§ Work instructions: Please pull out every line of the material below that contains the word "background", copying each such line in full.

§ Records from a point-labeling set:

---

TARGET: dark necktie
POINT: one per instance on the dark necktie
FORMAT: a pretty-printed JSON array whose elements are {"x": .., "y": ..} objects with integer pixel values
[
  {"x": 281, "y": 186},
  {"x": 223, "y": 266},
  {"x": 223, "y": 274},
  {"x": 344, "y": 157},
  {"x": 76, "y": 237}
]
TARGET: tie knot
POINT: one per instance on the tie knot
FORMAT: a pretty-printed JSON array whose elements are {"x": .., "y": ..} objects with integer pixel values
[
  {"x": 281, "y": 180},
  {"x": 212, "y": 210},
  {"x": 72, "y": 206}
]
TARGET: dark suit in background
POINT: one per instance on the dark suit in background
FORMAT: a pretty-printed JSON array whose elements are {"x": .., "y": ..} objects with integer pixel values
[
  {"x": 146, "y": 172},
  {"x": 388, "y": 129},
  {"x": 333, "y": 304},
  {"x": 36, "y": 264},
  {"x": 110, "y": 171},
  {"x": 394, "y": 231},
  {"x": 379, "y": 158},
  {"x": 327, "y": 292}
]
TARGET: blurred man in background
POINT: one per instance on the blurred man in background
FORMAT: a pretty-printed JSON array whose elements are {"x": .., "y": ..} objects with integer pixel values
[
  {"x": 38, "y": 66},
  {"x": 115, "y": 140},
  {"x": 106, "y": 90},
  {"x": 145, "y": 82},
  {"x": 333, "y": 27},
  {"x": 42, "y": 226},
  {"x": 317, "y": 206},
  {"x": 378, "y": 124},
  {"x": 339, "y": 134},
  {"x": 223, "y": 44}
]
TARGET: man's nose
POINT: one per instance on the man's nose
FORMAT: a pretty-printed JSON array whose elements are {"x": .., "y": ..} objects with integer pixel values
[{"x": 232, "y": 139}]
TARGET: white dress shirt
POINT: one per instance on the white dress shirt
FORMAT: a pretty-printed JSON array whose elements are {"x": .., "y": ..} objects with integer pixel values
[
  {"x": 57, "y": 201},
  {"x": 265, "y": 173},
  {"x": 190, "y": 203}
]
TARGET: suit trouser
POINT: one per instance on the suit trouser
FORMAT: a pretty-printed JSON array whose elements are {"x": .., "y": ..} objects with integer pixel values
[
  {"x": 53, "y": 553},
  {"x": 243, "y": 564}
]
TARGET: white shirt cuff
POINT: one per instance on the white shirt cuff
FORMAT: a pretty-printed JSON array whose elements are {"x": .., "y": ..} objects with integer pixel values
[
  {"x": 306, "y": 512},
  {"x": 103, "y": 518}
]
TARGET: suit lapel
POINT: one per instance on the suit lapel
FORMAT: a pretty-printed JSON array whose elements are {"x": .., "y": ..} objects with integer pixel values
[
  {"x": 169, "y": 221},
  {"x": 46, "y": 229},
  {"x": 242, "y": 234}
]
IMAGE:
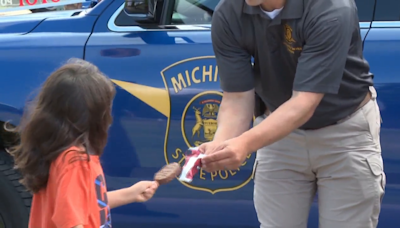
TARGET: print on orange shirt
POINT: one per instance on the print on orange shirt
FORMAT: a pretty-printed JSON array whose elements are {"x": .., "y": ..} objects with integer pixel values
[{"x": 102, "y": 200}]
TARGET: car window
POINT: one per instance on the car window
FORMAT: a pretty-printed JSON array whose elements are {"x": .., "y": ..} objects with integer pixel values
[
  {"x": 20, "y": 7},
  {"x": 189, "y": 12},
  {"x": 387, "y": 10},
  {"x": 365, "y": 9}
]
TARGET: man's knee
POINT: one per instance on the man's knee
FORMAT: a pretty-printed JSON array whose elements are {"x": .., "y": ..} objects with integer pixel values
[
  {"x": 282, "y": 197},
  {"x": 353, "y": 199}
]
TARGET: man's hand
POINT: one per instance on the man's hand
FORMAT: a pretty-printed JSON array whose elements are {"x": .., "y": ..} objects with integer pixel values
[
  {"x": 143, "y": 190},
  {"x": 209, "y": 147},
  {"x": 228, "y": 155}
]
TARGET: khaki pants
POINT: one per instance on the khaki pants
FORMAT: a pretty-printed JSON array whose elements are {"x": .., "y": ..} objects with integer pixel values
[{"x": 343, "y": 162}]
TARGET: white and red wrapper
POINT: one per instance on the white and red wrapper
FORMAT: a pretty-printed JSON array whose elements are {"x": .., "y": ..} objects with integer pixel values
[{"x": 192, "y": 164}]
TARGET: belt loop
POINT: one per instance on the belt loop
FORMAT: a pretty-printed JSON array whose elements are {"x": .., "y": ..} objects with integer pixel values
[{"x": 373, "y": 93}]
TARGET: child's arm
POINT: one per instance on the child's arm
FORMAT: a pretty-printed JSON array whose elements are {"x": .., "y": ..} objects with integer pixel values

---

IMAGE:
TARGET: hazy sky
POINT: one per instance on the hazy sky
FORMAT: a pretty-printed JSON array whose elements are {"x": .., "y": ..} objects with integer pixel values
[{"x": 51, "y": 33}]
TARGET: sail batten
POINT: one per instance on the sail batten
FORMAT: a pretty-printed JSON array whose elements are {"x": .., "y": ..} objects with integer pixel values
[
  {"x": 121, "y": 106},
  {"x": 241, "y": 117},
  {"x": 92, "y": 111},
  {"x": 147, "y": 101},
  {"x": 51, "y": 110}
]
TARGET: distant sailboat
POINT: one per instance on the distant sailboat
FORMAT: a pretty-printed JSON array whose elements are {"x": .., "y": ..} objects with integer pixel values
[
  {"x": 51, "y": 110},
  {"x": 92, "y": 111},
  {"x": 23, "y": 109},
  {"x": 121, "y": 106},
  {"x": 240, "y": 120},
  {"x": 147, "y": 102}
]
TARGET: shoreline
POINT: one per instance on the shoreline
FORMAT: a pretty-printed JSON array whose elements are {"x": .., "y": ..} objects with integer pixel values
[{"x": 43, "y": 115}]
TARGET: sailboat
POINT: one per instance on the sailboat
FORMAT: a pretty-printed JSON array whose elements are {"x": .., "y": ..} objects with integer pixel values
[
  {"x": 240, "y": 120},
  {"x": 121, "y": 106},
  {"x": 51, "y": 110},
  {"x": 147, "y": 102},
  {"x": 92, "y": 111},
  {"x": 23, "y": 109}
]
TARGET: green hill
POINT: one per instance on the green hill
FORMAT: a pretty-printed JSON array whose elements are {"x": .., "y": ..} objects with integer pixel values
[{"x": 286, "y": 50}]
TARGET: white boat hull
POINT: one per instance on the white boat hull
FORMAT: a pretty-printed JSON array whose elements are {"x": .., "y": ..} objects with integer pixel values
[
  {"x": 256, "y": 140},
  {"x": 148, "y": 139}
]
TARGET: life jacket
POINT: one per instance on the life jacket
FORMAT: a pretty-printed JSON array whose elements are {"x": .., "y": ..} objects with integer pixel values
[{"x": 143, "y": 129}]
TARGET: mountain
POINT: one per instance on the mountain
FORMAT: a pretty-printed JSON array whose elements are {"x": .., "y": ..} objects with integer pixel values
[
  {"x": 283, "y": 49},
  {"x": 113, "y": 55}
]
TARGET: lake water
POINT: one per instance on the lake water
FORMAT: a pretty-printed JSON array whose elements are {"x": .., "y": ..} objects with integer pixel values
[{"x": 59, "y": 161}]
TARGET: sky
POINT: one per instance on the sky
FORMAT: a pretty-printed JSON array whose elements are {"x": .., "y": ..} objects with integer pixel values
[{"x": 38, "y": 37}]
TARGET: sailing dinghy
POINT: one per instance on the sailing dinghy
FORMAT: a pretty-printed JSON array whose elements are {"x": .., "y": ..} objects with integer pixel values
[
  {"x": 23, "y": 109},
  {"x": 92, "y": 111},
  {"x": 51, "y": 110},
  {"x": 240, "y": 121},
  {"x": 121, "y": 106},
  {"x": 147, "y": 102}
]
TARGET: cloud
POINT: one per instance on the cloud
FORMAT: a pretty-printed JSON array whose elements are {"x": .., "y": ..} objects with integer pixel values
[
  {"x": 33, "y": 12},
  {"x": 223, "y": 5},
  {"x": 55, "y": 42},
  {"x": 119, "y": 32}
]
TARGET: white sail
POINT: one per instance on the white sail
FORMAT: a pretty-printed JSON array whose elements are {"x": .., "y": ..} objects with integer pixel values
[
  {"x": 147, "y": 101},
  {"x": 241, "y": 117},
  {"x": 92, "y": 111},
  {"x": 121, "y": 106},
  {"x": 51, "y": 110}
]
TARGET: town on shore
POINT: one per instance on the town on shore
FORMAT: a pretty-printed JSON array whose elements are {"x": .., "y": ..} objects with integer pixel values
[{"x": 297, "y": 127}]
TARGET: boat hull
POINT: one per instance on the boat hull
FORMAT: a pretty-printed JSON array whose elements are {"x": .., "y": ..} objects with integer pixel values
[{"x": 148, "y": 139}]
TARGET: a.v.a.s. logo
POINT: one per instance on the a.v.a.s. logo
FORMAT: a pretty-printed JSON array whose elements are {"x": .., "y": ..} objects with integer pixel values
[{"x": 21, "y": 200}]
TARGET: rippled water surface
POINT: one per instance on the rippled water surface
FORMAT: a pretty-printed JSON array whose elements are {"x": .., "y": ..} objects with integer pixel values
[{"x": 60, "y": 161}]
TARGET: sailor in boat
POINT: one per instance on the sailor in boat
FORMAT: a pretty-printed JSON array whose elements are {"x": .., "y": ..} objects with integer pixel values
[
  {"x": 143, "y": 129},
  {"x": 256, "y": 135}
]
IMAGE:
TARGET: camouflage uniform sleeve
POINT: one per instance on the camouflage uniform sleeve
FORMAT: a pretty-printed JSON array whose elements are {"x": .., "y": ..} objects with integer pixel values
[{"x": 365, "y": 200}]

---

§ Answer in full:
TARGET: dark suit in background
POINT: one per instance on the dark suit in background
TARGET: blurred man in background
POINT: one per instance on the blurred man in background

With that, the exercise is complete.